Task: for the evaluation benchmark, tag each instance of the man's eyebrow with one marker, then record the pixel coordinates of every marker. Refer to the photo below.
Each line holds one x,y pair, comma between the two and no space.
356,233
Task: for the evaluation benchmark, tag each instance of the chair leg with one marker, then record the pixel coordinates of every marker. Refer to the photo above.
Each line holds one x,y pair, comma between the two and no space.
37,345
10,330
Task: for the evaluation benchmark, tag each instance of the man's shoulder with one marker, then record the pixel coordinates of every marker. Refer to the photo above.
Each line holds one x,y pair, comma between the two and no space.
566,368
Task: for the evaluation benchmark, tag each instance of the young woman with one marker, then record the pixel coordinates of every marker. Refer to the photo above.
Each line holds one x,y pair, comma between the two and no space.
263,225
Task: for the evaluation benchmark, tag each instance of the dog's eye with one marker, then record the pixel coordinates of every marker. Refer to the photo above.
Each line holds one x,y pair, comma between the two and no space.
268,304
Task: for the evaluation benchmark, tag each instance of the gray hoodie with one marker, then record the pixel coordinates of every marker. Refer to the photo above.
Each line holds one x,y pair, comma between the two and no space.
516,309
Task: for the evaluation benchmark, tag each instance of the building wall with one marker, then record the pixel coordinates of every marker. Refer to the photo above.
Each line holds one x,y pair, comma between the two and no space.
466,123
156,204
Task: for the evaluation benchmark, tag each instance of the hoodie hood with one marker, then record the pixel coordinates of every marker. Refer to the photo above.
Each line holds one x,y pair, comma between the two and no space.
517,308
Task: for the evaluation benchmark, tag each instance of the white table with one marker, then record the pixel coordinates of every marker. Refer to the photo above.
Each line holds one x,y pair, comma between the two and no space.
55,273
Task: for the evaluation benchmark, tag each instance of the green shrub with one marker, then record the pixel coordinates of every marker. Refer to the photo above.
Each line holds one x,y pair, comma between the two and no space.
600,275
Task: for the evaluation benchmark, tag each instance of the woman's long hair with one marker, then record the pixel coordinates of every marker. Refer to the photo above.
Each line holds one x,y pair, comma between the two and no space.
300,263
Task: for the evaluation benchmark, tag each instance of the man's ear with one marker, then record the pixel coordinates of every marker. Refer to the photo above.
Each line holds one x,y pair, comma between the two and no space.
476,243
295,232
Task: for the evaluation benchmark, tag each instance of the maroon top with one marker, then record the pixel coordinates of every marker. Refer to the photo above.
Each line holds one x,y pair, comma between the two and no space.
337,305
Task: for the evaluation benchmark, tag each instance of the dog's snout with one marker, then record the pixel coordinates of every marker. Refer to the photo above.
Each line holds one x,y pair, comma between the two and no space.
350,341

□ □ □ □

■ **GIVEN REQUEST**:
Render the entries above as a two-column CSV whose header row is entry_text,answer, with one row per entry holding its text and then its answer. Enclose every field in double quotes, and replace each line break within a field with a space.

■ **RESULT**:
entry_text,answer
"Task: for the evaluation benchmark, tag each instance of the man's eyebrow with one marker, then record the pixel coordinates of every marker. Refer to the photo below. Each line holds one x,y pair, comma between the two and no space.","356,233"
"Task: for the evaluation benchmark, tag each instance of the chair leg with one marker, then record the pixel coordinates of every marker. Refer to the photo above. Each line holds one x,y pair, comma between the two and no space.","37,345 10,330"
"Task: for the evaluation benchmark, tag each instance of the man's shoulder with one marker, then record the pixel coordinates of every marker. Refer to the photo above. Each line holds one x,y pair, comma between the two and no space.","566,368"
"Task: for the evaluation benchmark, tag each instance of the young woman with one marker, then record the pixel coordinates of every marker. Refer to the photo above. Each line holds one x,y pair, comma between the two and no space.","263,225"
"Task: for the evaluation benchmark, tag each instance of the dog's eye with one marker, then record the pixel coordinates of every marker. Refer to the photo above. Each line holds one x,y pair, comma between the two and no space.","268,304"
"Task: for the evaluation benchmark, tag each instance of the gray hoodie with one marker, then record the pixel coordinates of every marker. Refer to the photo above. Each line holds one x,y pair, comma between the two and no space.","516,309"
"Task: for the evaluation benchmark, tag each instance of the building wall with one marker, then record the pixel coordinates of every marker. Refer to the photo above. Each line holds one x,y pair, comma between the two and no space.","466,123 156,204"
"Task: for the evaluation benchmark, tag each instance of the hoodie hood with one marker, then record the pixel coordinates of every marker. Refer to the photo above. Each line holds one x,y pair, comma between the two and no space.","517,308"
"Task: for the evaluation benchmark, tag each instance of the white table with one marker, then record the pixel coordinates of every marker. Refer to the photo above. Each line holds one x,y pair, comma between the two and no space.","55,273"
"Task: for the evaluation benchmark, tag each instance of the green shrub with one marker, then record the pixel coordinates of every marker. Refer to the photo above. Each line holds one x,y pair, comma between the two and no space.","600,275"
"Task: for the evaluation benchmark, tag each instance of the woman's long hair with one marker, then record the pixel coordinates of every marker. Refer to the photo above. Each line holds one x,y pair, comma between the two and no space.","300,263"
"Task: for the evaluation benchmark, tag each instance of the man's ear with one marker, then record the pixel coordinates of every marker. Refer to the photo above. Each line holds one x,y pair, comma between the two and no space.","476,243 295,232"
"Task: for the evaluation benchmark, tag each instance of the maroon top with one marker, then record the pixel coordinates of every marker. Refer to the photo above. Each line holds one x,y pair, comma between the two and no space.","337,305"
"Task: for the evaluation benchmark, tag each instance of the dog's snout with one marker, then record the pixel coordinates of every marker. Refer to the photo above. Each line holds one x,y pair, comma between the two and no space.","350,341"